### SUPPLIED TEXT

::::

Even if someone yanks one off inside of a booster-bag body suit, it would be designed to reset itself when it lost contact with the radio signal inside the facility so it can't be misused or abused.
1. What you have (physical credential)
2. What you know (pass phrase)
3. Who you are (biometrics)
If you are trying to identify an employee to the 3rd level and you are in an environment that does not lend itself to physical biometrics (finger, face, palm, vein, etc) then be ready for extra time in the log-on process. RFID systems to track individuals can be easily worn under clean suits, and these credentials can open doors, track movements, and using different types of readers can be used for a proximity log-on without further credentials. If you are worried about employees sharing or swapping badges, then you can add Voice recognition and Voice activiated pass phrase entry. Just put a mic at the workstation location, add voice recognition software to identify the individual, and couple that with a pass phrase log-on. This will touch on all 3 levels. It will take a second or two longer to log-on, but you will track log-on to the individual level and also prevent (deter) any badge swapping.
Why do people constantly think to use biometrics as passwords, instead of as usernames? The fuzzy nature of digitising a biometric makes the system fall between two stools - few false negatives at the expense of many false positives or the reverse. In practice this means that you either need to scan a few times to get a good id, or run the risk of scanning as someone else. Given that you cannot change a biometric, why on earth would you use it as a single factor authentication system. It's far far better to scan a biometric then use a PIN as you can change a PIN... If you use a biometric as a single factor, you have not gained anything over the use of e.g. only a PIN, and you must allow for the possibility of false positives (equivalent of entering someone else's PIN).
- This sig deliberately left blank. Nothing to see, move along.
For your particular scenario iris recognition seems to be the most viable option. Iris is very fast and accurate and will not require removing gloves etc.
Try voice biometrics. The best provide in in this field is Nuance Communications.
Try voice biometrics
Put the biometric scanners in the chairs, and have the employees wear assless chaps. Every time they sit down = buttprint authentication!
"Strong authentication with an RFID device in a clean room environment is easy. Put the RFID wrist band on under the bunny suit. Require the user to authenticate on a computer with their RFID wrist band inside the clean room before anything will work. Two users can not swap wrist bands because they would have to wear them outside the bunny suit which is visually obvious."
Oh please, if people in this scenario absolutely want to fool your system requiring them to wear things inside the suit won't stop them.
1. Cut the band, slide it out through a tiny hole on the suit
2. Have the band inside your fist
3. Have a wrong band to begin with, along with wrong credentials
4. Have two bands, one in each wrist (left hand is me and right hand is my coworker)
5. If the gloves arent integrated it's easy to switch bands.
6. Make a cover band (haha) matching the suit for your band, could be a double sleeve.
etc.. etc..
Depending on whether you want to avoid spoofing, irises can be photographed (imaged?) from a distance. It's very, very difficult to image the retina from a distance to produce a spoof image.
unless there's technology out there that reliably reads through face masks?
Interesting.... so you would suggest using Voice?
I think a better way would be to use biometrics (if you really MUST use biometrics) to check out rfid marked clean room outfits.
Once you have the person tied to the outfits, you can use the rfid marker to associate the person with the activity being tracked.
Voice biometrics could be used here. Nuance has some commercial voice biometrics products available.

::::

### GIVEN RECORDS
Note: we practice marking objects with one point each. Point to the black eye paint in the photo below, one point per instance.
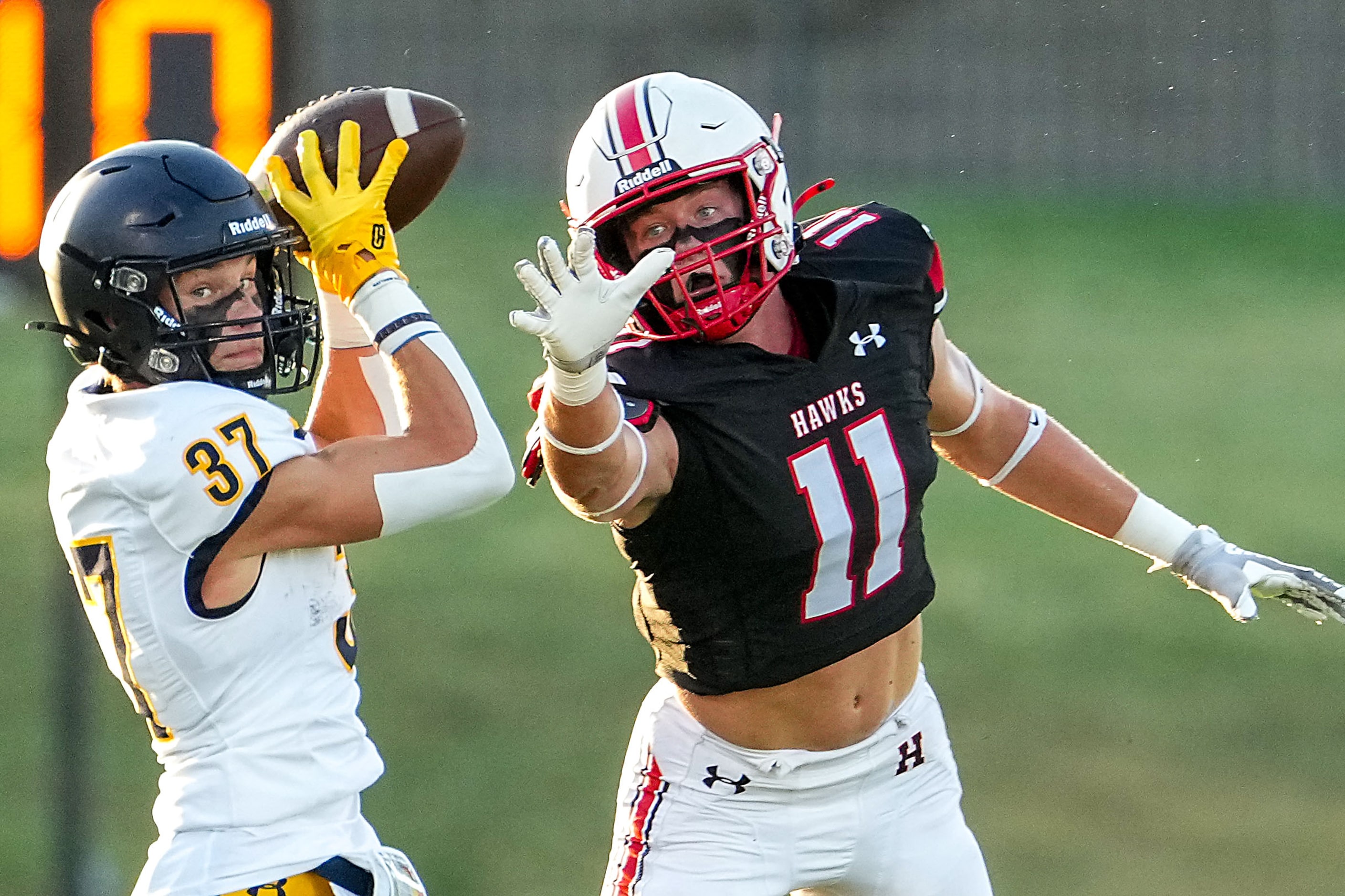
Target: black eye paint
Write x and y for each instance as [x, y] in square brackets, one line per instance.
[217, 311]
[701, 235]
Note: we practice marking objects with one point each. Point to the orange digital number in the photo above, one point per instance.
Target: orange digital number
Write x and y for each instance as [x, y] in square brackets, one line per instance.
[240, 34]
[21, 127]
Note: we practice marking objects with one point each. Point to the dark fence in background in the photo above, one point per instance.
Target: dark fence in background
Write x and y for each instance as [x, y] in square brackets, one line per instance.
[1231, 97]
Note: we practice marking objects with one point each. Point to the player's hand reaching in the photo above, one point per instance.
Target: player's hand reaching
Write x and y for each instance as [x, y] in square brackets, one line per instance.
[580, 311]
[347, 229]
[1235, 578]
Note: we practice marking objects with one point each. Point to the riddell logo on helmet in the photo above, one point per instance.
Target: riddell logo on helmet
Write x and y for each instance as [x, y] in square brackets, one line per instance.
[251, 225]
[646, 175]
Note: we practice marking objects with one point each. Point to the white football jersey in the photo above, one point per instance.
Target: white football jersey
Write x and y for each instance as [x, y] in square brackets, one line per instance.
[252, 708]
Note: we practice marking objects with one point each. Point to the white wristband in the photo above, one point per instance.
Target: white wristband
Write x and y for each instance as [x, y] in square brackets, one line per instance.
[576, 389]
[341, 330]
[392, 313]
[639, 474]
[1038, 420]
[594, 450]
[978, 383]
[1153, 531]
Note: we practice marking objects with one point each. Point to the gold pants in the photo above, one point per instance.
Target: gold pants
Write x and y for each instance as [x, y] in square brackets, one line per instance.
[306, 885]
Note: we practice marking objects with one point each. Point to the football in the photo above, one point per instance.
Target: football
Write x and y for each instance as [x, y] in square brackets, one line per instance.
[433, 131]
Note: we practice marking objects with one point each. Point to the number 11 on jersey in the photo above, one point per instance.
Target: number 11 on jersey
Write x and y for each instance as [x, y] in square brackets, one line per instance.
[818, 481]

::::

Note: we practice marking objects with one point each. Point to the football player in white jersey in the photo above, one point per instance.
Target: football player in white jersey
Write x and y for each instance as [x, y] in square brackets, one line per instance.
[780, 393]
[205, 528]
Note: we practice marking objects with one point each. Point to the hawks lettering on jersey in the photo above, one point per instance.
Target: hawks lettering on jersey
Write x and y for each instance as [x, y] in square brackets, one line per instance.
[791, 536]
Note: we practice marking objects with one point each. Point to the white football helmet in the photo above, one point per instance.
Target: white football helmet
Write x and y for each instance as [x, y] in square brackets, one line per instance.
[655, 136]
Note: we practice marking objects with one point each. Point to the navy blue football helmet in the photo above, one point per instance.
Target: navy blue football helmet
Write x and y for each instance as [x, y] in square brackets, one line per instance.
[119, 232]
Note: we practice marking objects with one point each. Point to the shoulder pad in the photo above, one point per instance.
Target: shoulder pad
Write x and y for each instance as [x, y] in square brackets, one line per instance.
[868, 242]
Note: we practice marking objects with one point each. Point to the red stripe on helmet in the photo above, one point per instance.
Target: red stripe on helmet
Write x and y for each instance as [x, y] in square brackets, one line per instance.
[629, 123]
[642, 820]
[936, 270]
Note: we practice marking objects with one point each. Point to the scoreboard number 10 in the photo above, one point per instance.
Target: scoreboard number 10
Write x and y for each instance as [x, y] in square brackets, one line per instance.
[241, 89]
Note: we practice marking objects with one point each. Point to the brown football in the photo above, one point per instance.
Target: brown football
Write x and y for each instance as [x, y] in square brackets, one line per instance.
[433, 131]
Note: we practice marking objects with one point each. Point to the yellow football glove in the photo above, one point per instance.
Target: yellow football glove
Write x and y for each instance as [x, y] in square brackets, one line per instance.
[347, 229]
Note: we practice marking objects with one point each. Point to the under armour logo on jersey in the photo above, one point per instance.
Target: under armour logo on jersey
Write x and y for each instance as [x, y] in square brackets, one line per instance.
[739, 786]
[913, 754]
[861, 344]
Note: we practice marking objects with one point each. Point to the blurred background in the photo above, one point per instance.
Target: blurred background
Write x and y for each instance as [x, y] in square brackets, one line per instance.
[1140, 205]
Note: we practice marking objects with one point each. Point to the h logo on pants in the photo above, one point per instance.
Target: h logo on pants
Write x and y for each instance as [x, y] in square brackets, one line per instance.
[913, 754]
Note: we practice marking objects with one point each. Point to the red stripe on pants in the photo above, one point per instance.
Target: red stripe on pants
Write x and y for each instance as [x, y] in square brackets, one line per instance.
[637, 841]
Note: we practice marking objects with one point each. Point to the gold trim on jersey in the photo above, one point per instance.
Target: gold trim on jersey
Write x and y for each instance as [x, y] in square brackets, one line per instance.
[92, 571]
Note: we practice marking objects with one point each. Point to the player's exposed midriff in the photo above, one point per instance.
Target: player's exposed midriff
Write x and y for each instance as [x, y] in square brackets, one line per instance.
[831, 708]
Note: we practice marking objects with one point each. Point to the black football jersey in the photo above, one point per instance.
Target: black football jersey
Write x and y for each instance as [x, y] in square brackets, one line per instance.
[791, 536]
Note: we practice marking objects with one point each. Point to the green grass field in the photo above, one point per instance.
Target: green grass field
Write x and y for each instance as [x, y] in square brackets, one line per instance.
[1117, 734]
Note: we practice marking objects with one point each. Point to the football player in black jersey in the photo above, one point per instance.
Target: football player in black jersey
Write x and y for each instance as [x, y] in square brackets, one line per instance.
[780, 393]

::::

### WORK ORDER
Copy the passage of the clean-room authentication discussion from "1. Cut the band, slide" to "a double sleeve.", switching "coworker" to "colleague".

### SOLUTION TO THIS PROBLEM
1. Cut the band, slide it out through a tiny hole on the suit
2. Have the band inside your fist
3. Have a wrong band to begin with, along with wrong credentials
4. Have two bands, one in each wrist (left hand is me and right hand is my colleague)
5. If the gloves arent integrated it's easy to switch bands.
6. Make a cover band (haha) matching the suit for your band, could be a double sleeve.